## REQUEST
From the line that includes "Note: point at the plastic" to the last line of the records, inclusive, repeat each line exactly.

[Start EXTRACTED INFORMATION]

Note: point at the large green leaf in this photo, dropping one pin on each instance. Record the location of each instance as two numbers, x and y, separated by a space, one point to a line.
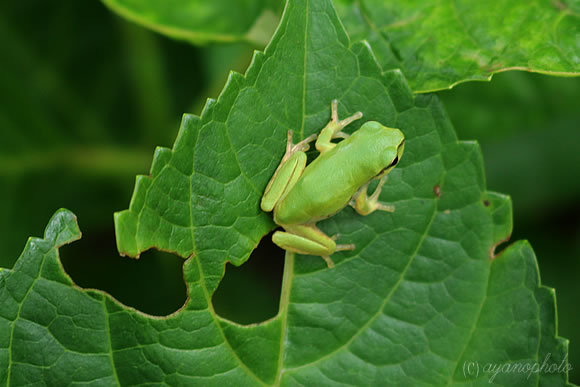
200 21
422 295
438 44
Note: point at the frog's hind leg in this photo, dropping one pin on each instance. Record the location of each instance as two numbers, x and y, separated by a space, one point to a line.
308 239
365 205
285 177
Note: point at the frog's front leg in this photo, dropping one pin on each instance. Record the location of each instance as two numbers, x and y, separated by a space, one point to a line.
308 239
334 129
287 173
364 204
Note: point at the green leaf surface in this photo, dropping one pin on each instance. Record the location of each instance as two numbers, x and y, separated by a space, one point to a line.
200 21
417 300
438 44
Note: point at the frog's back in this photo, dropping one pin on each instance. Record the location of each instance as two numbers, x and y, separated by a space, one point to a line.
330 181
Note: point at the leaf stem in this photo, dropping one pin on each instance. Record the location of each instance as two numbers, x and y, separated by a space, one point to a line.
283 312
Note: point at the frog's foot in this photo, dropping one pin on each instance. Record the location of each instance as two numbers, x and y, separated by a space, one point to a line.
301 146
334 129
328 261
364 204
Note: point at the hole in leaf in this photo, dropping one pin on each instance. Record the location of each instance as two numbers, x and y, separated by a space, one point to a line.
152 284
251 293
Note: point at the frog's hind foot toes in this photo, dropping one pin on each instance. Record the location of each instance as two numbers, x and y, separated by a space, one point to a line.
328 261
347 247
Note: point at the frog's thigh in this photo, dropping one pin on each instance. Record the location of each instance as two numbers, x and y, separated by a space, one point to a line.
304 240
283 180
365 205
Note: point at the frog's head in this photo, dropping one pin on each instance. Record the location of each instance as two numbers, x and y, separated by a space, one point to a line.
393 145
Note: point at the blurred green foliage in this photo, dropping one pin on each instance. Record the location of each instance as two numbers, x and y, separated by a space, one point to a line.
86 96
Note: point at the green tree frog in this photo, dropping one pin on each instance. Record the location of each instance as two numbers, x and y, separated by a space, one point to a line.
302 195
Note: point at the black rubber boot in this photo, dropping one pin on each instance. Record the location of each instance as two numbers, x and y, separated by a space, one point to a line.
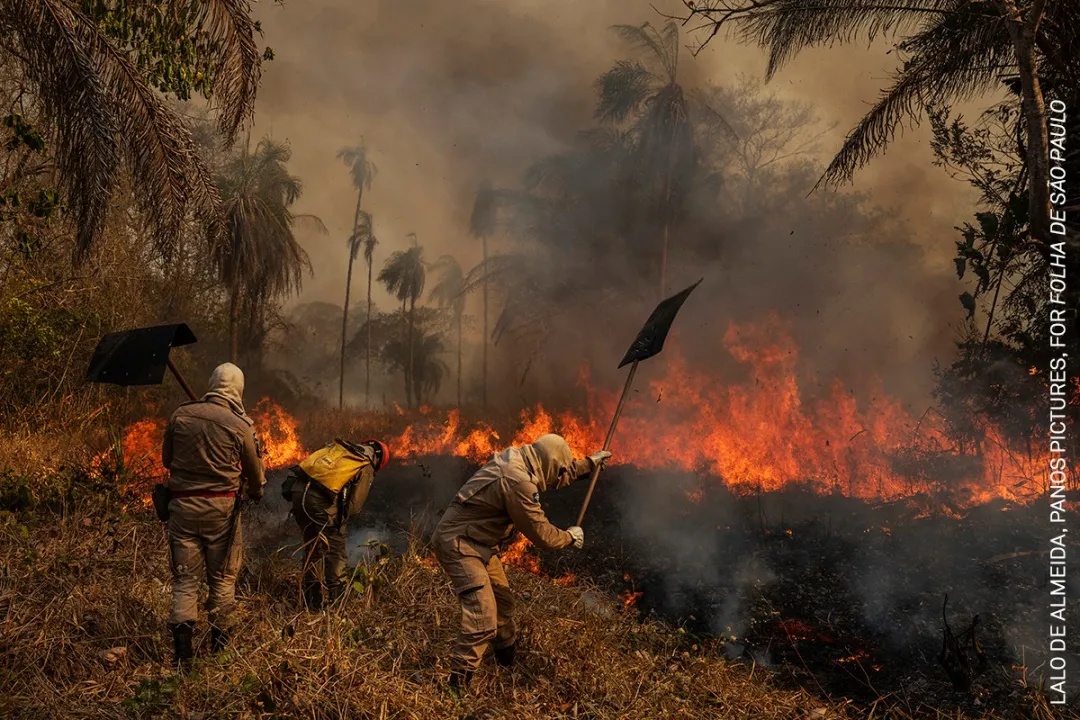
183 652
313 597
218 639
504 656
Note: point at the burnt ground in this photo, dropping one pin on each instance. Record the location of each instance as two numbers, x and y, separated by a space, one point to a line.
838 596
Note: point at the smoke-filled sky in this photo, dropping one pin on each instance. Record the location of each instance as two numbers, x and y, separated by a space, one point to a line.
445 94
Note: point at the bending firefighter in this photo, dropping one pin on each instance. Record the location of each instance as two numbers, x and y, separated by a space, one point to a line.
326 489
212 454
500 497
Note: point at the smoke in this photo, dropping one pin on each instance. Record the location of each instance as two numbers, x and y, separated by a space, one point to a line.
446 95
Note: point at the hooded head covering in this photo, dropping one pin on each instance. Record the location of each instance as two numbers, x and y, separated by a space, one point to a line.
227 383
554 457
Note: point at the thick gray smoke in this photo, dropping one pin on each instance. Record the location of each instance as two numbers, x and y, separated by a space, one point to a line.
446 95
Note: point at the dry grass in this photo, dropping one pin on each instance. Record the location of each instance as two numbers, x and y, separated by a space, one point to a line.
83 601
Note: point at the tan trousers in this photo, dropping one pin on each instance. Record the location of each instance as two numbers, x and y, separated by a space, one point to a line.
199 540
324 544
487 603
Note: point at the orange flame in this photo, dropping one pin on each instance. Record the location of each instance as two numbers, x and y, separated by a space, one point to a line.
277 430
521 555
759 434
629 596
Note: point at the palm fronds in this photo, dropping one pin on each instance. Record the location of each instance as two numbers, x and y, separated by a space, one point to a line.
107 118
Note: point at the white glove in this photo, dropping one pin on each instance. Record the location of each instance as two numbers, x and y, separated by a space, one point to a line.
599 458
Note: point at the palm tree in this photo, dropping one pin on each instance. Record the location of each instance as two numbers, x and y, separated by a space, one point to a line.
363 171
404 276
119 55
257 255
482 223
363 235
430 368
664 136
369 243
954 50
449 291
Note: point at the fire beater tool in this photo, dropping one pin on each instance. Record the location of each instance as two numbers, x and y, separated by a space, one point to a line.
649 342
139 356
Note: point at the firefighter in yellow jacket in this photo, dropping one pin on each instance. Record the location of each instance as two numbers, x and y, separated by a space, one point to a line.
213 458
326 489
502 496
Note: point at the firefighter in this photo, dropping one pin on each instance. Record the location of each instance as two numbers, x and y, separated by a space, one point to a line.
326 489
213 458
502 496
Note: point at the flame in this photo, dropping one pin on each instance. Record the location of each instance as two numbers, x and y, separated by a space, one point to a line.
763 434
629 596
142 448
277 431
756 435
521 555
142 440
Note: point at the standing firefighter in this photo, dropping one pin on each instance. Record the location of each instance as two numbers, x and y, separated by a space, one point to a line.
213 456
501 496
326 489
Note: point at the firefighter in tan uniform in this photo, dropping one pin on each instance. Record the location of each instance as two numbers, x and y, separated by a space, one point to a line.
502 496
326 489
213 456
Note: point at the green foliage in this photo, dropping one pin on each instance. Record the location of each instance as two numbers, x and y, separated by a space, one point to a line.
368 578
23 134
1000 370
152 694
166 41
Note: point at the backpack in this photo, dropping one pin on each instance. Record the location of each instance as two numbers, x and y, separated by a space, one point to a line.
335 465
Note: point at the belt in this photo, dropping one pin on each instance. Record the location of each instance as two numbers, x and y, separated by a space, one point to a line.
203 493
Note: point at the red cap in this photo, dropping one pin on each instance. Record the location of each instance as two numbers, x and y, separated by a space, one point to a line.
381 453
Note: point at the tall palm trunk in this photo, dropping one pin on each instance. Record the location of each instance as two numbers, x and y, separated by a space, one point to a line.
234 323
348 286
408 366
484 362
667 212
460 316
1023 32
367 358
412 336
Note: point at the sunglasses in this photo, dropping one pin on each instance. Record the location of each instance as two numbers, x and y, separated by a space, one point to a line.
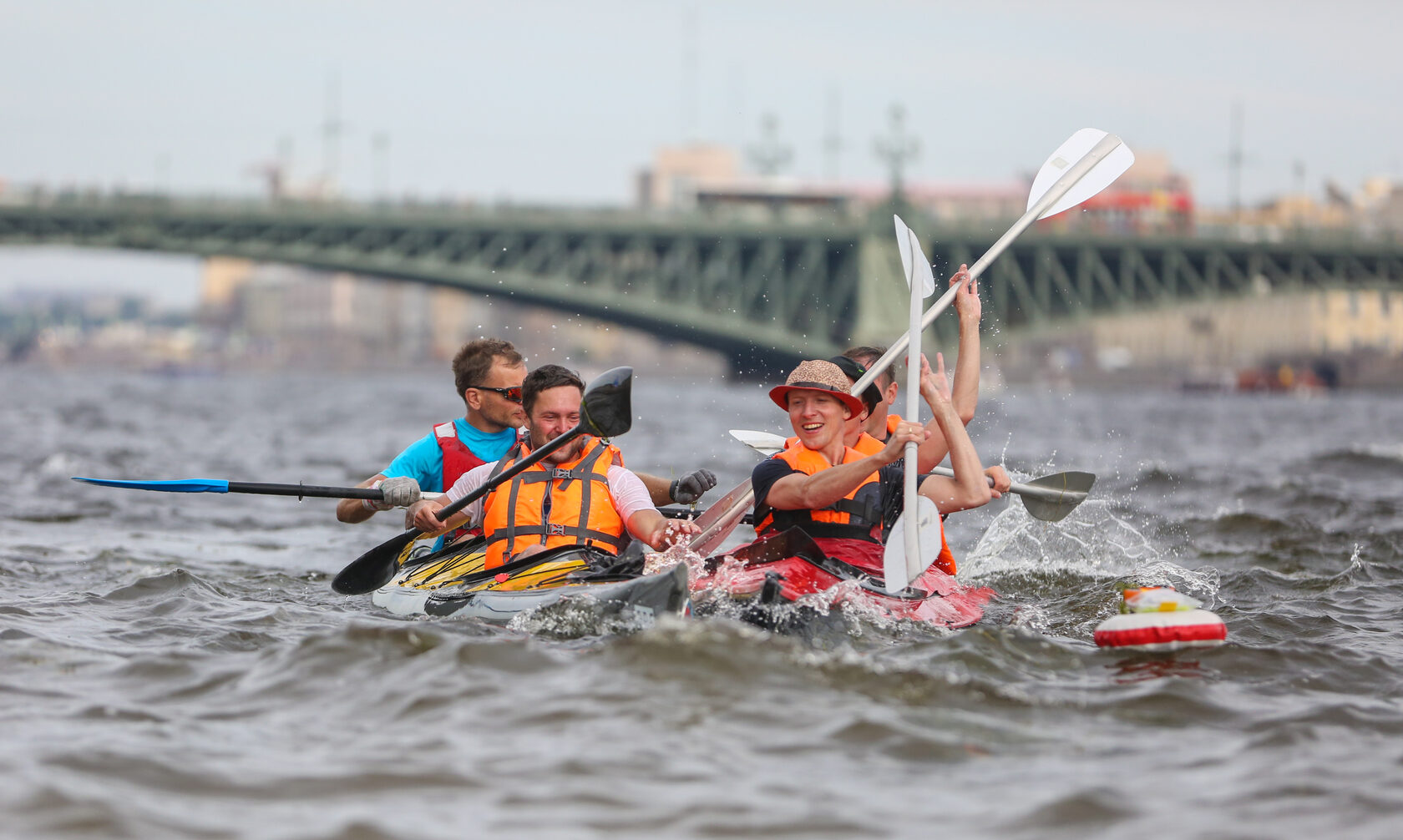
513 393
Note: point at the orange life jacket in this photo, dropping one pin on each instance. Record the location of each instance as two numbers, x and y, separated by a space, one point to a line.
553 505
868 445
858 515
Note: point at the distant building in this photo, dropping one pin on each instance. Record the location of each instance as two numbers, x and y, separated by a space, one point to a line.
1151 196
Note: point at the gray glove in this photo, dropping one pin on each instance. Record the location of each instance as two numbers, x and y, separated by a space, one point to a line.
398 493
689 488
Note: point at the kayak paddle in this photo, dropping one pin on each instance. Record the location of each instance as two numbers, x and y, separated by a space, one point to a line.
1081 167
1048 498
311 491
903 559
605 411
720 519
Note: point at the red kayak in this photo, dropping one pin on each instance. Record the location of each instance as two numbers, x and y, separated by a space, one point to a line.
790 569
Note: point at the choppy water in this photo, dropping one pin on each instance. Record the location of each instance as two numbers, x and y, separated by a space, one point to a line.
179 665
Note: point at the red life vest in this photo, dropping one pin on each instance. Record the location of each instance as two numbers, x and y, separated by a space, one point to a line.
458 459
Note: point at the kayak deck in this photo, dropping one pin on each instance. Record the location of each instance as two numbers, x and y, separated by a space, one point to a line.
792 569
456 582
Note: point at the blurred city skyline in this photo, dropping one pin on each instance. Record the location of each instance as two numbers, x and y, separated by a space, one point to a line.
557 103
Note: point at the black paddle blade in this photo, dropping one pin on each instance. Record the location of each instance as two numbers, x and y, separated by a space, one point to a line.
375 569
608 402
1071 489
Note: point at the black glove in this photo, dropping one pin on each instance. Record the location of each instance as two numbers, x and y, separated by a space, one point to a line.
689 488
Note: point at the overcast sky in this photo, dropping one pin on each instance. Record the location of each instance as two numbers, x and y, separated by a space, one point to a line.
565 101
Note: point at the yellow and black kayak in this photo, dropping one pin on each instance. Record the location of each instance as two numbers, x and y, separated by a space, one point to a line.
456 582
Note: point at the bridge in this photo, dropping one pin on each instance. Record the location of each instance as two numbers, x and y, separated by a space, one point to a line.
763 293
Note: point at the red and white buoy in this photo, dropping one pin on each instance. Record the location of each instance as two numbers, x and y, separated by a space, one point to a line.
1161 619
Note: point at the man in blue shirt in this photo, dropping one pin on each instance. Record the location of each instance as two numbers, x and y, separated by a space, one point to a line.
489 375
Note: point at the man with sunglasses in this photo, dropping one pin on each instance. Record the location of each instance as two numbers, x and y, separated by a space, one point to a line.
489 376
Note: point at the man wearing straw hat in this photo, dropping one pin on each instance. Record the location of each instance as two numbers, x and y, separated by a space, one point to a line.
835 494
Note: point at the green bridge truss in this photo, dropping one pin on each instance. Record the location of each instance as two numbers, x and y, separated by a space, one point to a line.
765 293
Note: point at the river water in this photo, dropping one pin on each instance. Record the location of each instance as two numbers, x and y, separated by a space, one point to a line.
179 666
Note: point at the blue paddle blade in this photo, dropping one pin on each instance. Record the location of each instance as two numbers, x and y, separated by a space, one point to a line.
167 485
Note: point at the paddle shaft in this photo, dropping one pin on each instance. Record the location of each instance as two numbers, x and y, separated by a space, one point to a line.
689 514
1050 198
909 481
1047 494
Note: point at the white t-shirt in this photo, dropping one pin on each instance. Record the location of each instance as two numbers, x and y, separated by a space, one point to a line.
626 491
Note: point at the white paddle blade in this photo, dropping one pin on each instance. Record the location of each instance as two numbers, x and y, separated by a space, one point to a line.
1068 153
765 443
899 569
909 245
904 247
924 271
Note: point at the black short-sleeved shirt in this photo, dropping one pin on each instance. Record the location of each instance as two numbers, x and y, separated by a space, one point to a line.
891 477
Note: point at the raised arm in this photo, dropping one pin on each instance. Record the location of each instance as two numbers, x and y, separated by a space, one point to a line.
965 393
969 488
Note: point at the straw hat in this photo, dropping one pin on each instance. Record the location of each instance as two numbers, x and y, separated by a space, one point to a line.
817 376
853 371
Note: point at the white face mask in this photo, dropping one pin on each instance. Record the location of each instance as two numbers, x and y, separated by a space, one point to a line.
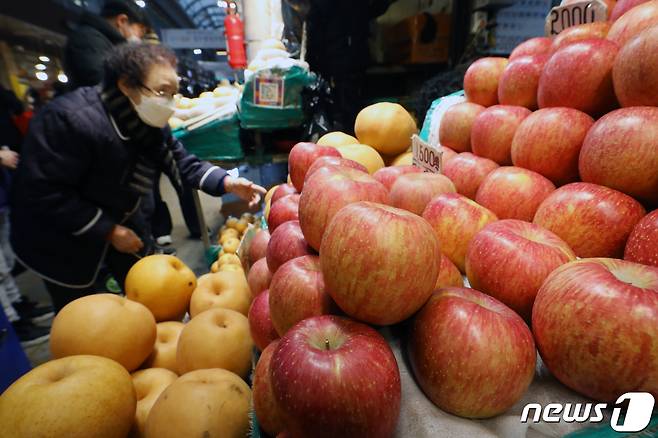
155 110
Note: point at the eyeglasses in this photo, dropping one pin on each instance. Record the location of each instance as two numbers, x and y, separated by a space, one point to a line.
158 93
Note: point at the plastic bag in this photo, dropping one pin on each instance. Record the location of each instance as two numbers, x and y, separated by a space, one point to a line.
317 102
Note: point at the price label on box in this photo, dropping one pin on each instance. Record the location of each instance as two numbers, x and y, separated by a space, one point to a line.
425 156
563 17
269 91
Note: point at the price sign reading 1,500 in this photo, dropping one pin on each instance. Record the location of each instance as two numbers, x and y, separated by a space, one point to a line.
428 157
425 156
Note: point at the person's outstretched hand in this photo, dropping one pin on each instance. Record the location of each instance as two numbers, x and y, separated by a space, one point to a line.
125 240
244 189
9 158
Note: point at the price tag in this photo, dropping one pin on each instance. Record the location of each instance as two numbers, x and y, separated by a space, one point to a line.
425 156
268 91
562 17
245 243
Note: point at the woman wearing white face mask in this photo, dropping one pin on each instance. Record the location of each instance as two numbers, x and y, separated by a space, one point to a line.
89 162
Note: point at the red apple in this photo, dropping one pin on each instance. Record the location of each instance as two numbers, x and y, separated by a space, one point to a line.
260 322
379 263
302 156
493 131
548 142
456 124
333 161
520 80
297 292
259 277
637 61
467 171
447 154
596 326
530 253
598 29
481 81
642 245
532 47
471 355
579 76
455 220
514 193
328 190
269 416
621 152
286 209
286 243
413 191
622 6
258 246
449 275
633 22
333 377
595 221
388 175
282 191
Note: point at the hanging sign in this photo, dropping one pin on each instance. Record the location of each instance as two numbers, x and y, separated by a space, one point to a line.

[End EXTRACTED INFORMATION]

## RESULT OF THE EXERCISE
Note: point at the plastic bag in this photo, dropping one pin on each instance. Record the location of each instance as two numbers, x and y, separated by a space, one point to a line.
317 102
Note: point at the price label on box in this photo, dropping one pin on each instance. Record the location of each instance as two numbers, x and y, separated by a space, one point to a line.
425 156
563 17
269 91
Note: point at the price sign reading 1,500 in this photo, dropping one pin on each instance. Record the location of each instance as two numbers, x and y, separated by a space, one point to a line.
428 157
425 156
Note: point at the person's outstretched hand in this photo, dropping one pin on each instance. Record the location of each instance as two numbers, x and y, separated by a space, one point to a line.
125 240
244 189
9 158
Note: point at the price tag in this photo, dropping one pin on each instance. Record the location of each instance as two numbers, x and y, separated by a space, one point to a line.
425 156
268 91
562 17
245 243
Note: point at the woman wearing white face mask in this photo, dropping one pin on each instance. Record the location of each instance as two numbers, x and y, separated by a space, one point to a line.
89 162
Note: point at the red apple in this photo, dropping one pin on each instance. Record the location of each instance as two numbers, x and y, separated by a space, one point to a line.
260 322
379 263
302 156
493 131
548 142
456 124
333 161
520 80
297 292
259 277
637 61
467 171
447 154
596 326
530 253
598 29
481 81
642 245
532 47
471 355
579 76
455 220
514 193
328 190
269 416
621 152
286 209
286 243
413 191
622 6
258 246
449 275
633 22
333 377
595 221
388 175
282 191
Note: point at the hanging sign in this photo, dropping one pin on each instance. Record the location of each instance as two numbers, x and y, separated by a space, one point to a line.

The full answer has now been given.